Saved data entries:

########

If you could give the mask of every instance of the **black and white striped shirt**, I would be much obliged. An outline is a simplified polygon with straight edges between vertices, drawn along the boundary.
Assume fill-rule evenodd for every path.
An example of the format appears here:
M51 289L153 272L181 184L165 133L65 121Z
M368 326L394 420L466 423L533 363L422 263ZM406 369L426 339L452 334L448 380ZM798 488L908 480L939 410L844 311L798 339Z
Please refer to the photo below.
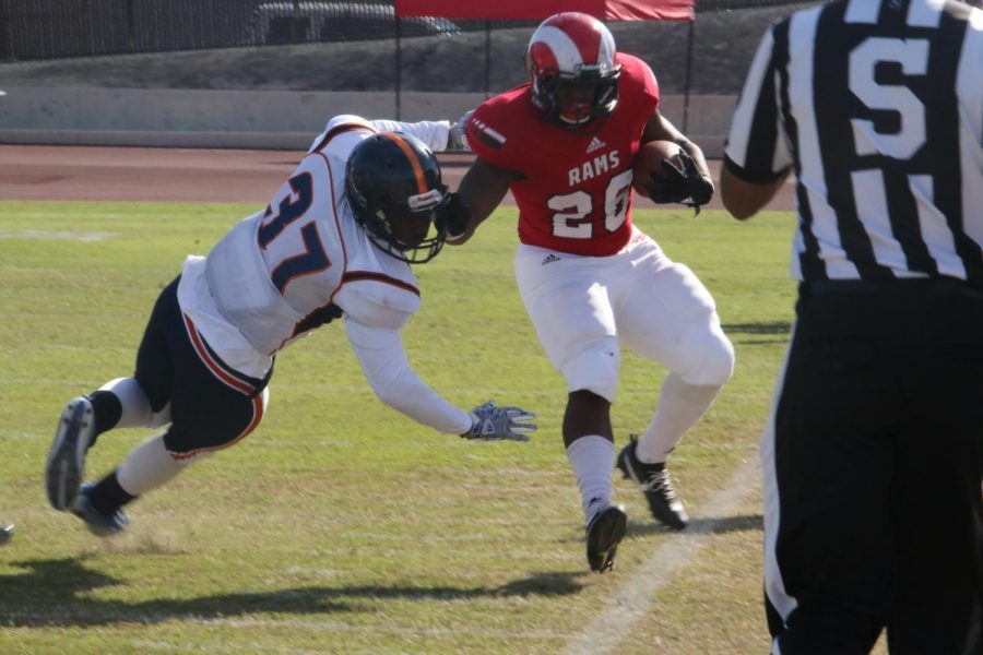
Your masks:
M983 11L837 0L772 25L724 163L751 182L794 170L796 279L983 287Z

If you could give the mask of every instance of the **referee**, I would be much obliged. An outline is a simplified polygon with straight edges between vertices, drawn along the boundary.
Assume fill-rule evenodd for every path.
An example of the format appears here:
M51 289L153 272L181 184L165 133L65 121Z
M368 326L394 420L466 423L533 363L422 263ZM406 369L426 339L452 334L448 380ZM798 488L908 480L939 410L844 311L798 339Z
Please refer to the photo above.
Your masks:
M737 218L796 179L796 322L761 441L772 653L983 652L983 11L837 0L772 25Z

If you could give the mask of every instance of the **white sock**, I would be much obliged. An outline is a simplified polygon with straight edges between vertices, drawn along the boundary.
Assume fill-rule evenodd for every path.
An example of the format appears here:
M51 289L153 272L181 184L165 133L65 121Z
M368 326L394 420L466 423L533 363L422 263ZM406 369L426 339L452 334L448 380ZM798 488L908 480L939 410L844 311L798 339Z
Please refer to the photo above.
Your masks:
M171 457L164 446L164 434L157 434L130 451L116 471L116 479L127 493L142 496L173 479L188 463Z
M652 422L638 438L635 454L646 464L665 462L686 430L710 408L721 385L687 384L676 373L670 373L659 394L659 407Z
M614 443L600 434L587 434L567 448L588 524L594 514L611 504L614 450Z

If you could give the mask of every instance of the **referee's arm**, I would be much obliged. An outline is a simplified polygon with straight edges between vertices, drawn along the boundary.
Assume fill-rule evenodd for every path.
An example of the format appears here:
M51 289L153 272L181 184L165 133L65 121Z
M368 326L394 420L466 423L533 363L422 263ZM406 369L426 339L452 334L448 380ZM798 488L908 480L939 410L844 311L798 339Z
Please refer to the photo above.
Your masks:
M720 169L720 200L734 218L745 221L757 214L771 202L789 177L786 168L782 176L770 182L748 182L734 175L726 160Z
M761 210L785 182L792 159L781 134L773 28L769 28L751 62L724 147L720 198L738 221Z

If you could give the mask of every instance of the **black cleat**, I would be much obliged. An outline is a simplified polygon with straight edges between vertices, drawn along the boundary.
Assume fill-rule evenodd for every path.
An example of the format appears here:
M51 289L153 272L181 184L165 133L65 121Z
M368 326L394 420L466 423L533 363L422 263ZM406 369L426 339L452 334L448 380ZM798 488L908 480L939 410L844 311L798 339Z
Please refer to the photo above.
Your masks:
M638 436L631 434L628 445L618 454L618 468L626 478L631 478L641 487L646 500L649 501L652 516L656 521L673 529L685 529L689 525L689 514L686 513L683 501L676 496L665 463L639 462L635 455L636 445L638 445Z
M628 515L618 505L601 510L587 529L588 563L591 571L605 573L614 567L618 544L628 529Z
M48 501L56 510L63 512L75 502L85 468L85 451L94 434L92 403L85 396L72 400L58 419L58 429L45 467Z

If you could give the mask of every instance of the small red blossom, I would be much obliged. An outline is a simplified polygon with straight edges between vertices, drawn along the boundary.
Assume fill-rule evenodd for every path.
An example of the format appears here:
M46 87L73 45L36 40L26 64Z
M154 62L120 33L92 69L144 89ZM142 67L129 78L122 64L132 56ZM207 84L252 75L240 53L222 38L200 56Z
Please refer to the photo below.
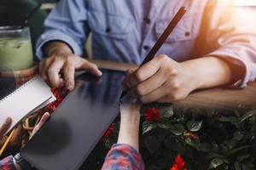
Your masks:
M197 137L195 134L190 133L189 138L190 138L191 140L195 140Z
M114 127L114 123L112 123L109 128L108 128L108 130L106 131L105 134L102 137L102 140L106 141L106 139L112 134L113 131L113 127Z
M158 122L160 121L160 109L148 108L145 111L145 118L148 122Z
M176 157L174 165L170 170L186 170L185 162L179 155Z

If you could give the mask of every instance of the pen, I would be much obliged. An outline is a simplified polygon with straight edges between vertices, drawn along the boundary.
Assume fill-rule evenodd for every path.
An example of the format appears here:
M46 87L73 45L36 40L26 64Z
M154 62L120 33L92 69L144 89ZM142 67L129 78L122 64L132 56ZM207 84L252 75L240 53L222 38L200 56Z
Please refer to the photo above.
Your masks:
M174 18L172 20L165 31L162 33L160 37L157 40L154 47L149 51L148 54L146 56L143 63L140 65L142 66L143 65L148 63L150 61L154 55L157 54L158 50L161 48L161 46L164 44L167 37L170 36L170 34L173 31L174 28L177 26L180 20L183 18L183 16L187 12L187 8L185 7L180 8L180 9L177 11L177 13L175 14ZM123 91L122 94L120 96L120 99L127 94L127 91Z

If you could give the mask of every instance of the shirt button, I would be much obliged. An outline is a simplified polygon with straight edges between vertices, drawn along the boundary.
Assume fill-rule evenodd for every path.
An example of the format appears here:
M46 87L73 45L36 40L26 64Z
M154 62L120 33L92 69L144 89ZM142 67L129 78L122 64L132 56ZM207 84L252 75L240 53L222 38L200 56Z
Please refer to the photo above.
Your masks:
M143 20L144 20L144 22L145 22L146 24L150 24L150 23L151 23L150 19L148 19L148 18L147 18L147 17L144 17L144 18L143 18Z
M186 31L186 32L185 32L185 37L189 37L189 36L190 36L190 32Z
M110 31L111 31L111 29L110 29L109 27L107 27L107 28L106 28L106 32L107 32L107 33L109 33Z
M148 49L149 49L149 47L145 45L145 46L143 46L143 49L148 50Z

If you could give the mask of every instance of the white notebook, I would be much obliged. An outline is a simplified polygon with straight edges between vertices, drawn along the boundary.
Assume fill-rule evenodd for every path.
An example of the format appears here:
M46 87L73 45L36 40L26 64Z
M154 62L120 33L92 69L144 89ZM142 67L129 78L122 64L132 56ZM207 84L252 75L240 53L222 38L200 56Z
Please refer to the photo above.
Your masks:
M37 76L0 100L0 126L11 117L9 132L26 116L55 100L49 87Z

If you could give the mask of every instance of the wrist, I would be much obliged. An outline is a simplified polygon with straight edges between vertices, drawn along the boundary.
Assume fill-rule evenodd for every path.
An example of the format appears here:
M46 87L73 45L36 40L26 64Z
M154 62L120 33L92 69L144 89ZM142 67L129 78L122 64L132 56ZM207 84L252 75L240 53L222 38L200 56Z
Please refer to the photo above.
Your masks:
M73 54L72 48L67 43L63 42L47 42L44 48L44 54L49 56L62 55L62 54Z
M187 60L182 63L183 68L186 72L186 76L190 91L201 88L203 84L203 78L201 78L201 71L198 68L198 64L195 60Z

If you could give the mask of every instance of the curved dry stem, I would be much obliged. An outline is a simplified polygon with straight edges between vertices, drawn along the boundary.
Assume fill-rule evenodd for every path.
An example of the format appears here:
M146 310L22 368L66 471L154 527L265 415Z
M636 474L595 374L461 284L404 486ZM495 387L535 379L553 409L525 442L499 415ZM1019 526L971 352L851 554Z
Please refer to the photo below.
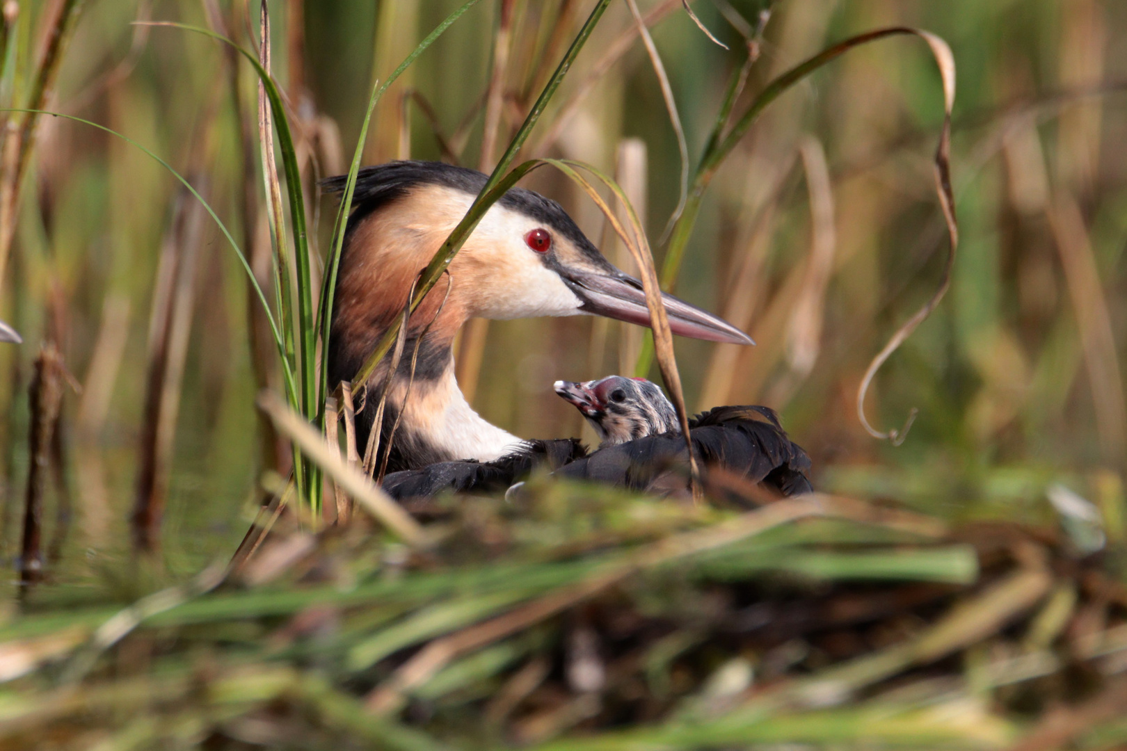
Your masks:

########

▶ GOAL
Pictures don't belong in the copy. Transcribe every record exactly as it appears.

▶ OUTPUT FOR THIS TASK
If you could give the mask of every instance of the **black and white striped shirt**, I would be much obliged. An outline is a simplified polygon with straight edges between vertices, drawn along the boundary.
Assume fill-rule evenodd for every path.
An example of the format appears here:
M51 289L153 272L181 184L165 133L65 121Z
M368 326L394 420L466 423L533 363L422 263ZM406 369L426 339L452 334L448 380ZM798 488L908 480L939 410L844 311L798 339Z
Please refer to the photo below.
Your masks:
M983 11L837 0L772 25L724 163L751 182L794 170L796 279L983 287Z

If you could give the mask of every instance of the **referee**, I would be much obliged. An outline is a simplified polygon with straight edges between vertices, drawn along the boundary.
Assume fill-rule evenodd for every path.
An example of the format appears here:
M51 289L153 272L181 184L165 133L65 121Z
M368 326L394 420L466 423L533 363L422 263ZM406 369L426 339L452 334L448 380ZM798 488L908 480L939 410L844 311L798 339Z
Please refer to the photo above.
Your masks:
M737 218L796 179L796 322L761 441L772 653L983 652L983 11L837 0L772 25Z

If you could give the mask of every instance of the **white sock**, I would be much obliged. An outline is a simplified polygon with straight edges between vertices, drawn along the boundary.
Assume fill-rule evenodd for every path.
An example of the format appears here:
M51 289L153 272L181 184L165 133L65 121Z
M368 326L394 420L466 423L533 363L422 263ZM406 369L426 339L452 334L448 380ZM798 488L908 480L939 410L844 311L798 339Z
Please refer to the photo above.
Your masks:
M171 457L164 446L164 434L157 434L130 451L116 471L116 479L127 493L142 496L173 479L188 463Z
M652 422L638 438L635 454L646 464L665 462L686 430L710 408L721 385L687 384L676 373L670 373L659 394L659 407Z
M614 443L600 434L587 434L567 448L588 524L594 514L611 504L614 450Z

If you could give the mask of every instance of the **referee's arm**, I would be much obliged. An outline is a simplified polygon with straight edges between vertices, drawn along the boundary.
Assume fill-rule evenodd for every path.
An example of the format appears here:
M51 289L153 272L181 184L165 133L65 121Z
M368 326L394 420L466 423L533 363L422 263ZM406 369L426 339L452 334L448 380ZM798 488L908 480L939 410L844 311L798 339Z
Please refer to the photo above.
Your masks:
M720 169L720 200L734 218L745 221L757 214L771 202L789 177L786 168L782 176L770 182L748 182L734 175L726 160Z
M761 210L785 182L792 159L781 134L773 28L769 28L751 62L724 147L720 198L738 221Z

If you could give the mask of every instance of the **black cleat**, I would be much obliged. An outline is a simplified polygon with straight edges between vertices, drawn along the boundary.
Assume fill-rule evenodd for every path.
An example of the format appears here:
M51 289L153 272L181 184L165 133L65 121Z
M368 326L394 420L466 423L533 363L422 263ZM406 369L426 339L452 334L448 380ZM798 488L908 480L939 410L844 311L798 339Z
Please refer to the photo above.
Your masks:
M638 436L631 434L628 445L618 454L618 468L626 478L631 478L641 487L646 500L649 501L652 516L656 521L673 529L685 529L689 525L689 514L686 513L683 501L676 496L665 463L639 462L635 455L636 445L638 445Z
M628 515L618 505L601 510L587 529L588 563L591 571L605 573L614 567L618 544L628 529Z
M48 501L56 510L63 512L75 502L85 468L85 451L94 434L92 403L85 396L72 400L58 419L58 429L45 467Z

If you could give the mask of every instance of the small red blossom, I would be much obliged. An outline is a simplified polygon with straight edges between vertices, drawn along the boundary.
Assume fill-rule evenodd for every path.
An example of the format appears here:
M46 87L73 45L36 40L26 64Z
M154 62L120 33L92 69L144 89ZM142 67L129 78L122 64L132 56ZM207 84L252 75L240 53L222 38L200 56Z
Please refer to the photo below.
Your masks:
M197 137L195 134L190 133L189 138L190 138L191 140L195 140Z
M114 127L114 123L112 123L109 128L108 128L108 130L106 131L105 134L102 137L102 140L106 141L106 139L112 134L113 131L113 127Z
M158 122L160 121L160 109L148 108L145 111L145 118L148 122Z
M176 157L174 165L170 170L186 170L185 162L179 155Z

If you could give the mask of every instance of the pen, I would be much obliged. An outline is a simplified polygon with straight edges between vertices, drawn along the boundary.
Assume fill-rule evenodd for every path.
An example of the format appears here:
M46 87L73 45L36 40L26 64Z
M154 62L120 33L92 69L144 89ZM142 67L129 78L122 64L132 56ZM207 84L252 75L240 53L222 38L200 56Z
Please refer to the photo above.
Your masks:
M174 18L172 20L165 31L162 33L160 37L157 40L154 47L149 51L148 54L146 56L143 63L140 65L142 66L143 65L148 63L150 61L154 55L157 54L158 50L161 48L161 46L164 44L167 37L170 36L170 34L173 31L174 28L177 26L180 20L183 18L183 16L187 12L187 8L185 7L180 8L180 9L177 11L177 13L175 14ZM123 91L122 94L120 96L120 99L127 94L127 91Z

If you could give the mask of every instance of the shirt button, I would be much obliged. An outline is a simplified polygon with straight edges between vertices, drawn along the boundary.
Assume fill-rule evenodd for every path.
An example of the format appears here:
M46 87L73 45L36 40L26 64Z
M154 62L120 33L92 69L144 89ZM142 67L129 78L122 64L132 56ZM207 84L252 75L240 53L222 38L200 56Z
Please refer to the photo above.
Your masks:
M143 20L144 20L144 22L145 22L146 24L150 24L150 23L151 23L150 19L148 19L148 18L147 18L147 17L144 17L144 18L143 18Z
M186 31L186 32L185 32L185 37L189 37L189 36L190 36L190 32Z
M110 31L111 31L111 29L110 29L109 27L107 27L107 28L106 28L106 32L107 32L107 33L109 33Z
M148 49L149 49L149 47L145 45L145 46L143 46L143 49L148 50Z

If you could give the mask of every instance of the white notebook, I would be much obliged. An outline is a simplified polygon with straight edges between vertices, drawn along the boundary.
Assume fill-rule evenodd for every path.
An example of the format appears here:
M46 87L73 45L36 40L26 64Z
M154 62L120 33L92 69L144 89ZM142 67L129 78L122 64L132 56ZM207 84L252 75L240 53L222 38L200 56Z
Please refer to the photo above.
Your masks:
M37 76L0 100L0 126L11 117L9 132L26 116L55 100L49 87Z

If you could give the mask of every instance of the wrist, I would be much obliged. An outline is a simplified polygon with straight edges between vertices, drawn along the boundary.
Assume fill-rule evenodd for every path.
An example of the format appears here:
M46 87L73 45L36 40L26 64Z
M154 62L120 33L92 69L144 89ZM142 67L129 78L122 64L132 56ZM207 84L252 75L240 53L222 38L200 56Z
Please refer to the photo above.
Your masks:
M73 54L72 48L67 43L63 42L47 42L44 48L44 54L49 56L62 55L62 54Z
M187 60L182 63L183 68L186 72L186 76L190 91L201 88L203 84L203 78L201 78L201 71L198 68L198 64L195 60Z

If you could give the mask of every instance of the curved dry stem, I would be much obliged. An outline is a simplified polygon with straight edges between vertices, drawn along the boundary.
Assume fill-rule evenodd for every path.
An example of the format appears here:
M146 310L22 368L66 471L154 527L265 415Z
M636 474L595 374L461 284L404 486ZM495 387L535 379L553 409L525 442L499 415ZM1019 526L971 352L851 554Z
Please refer to the photo below.
Your masks:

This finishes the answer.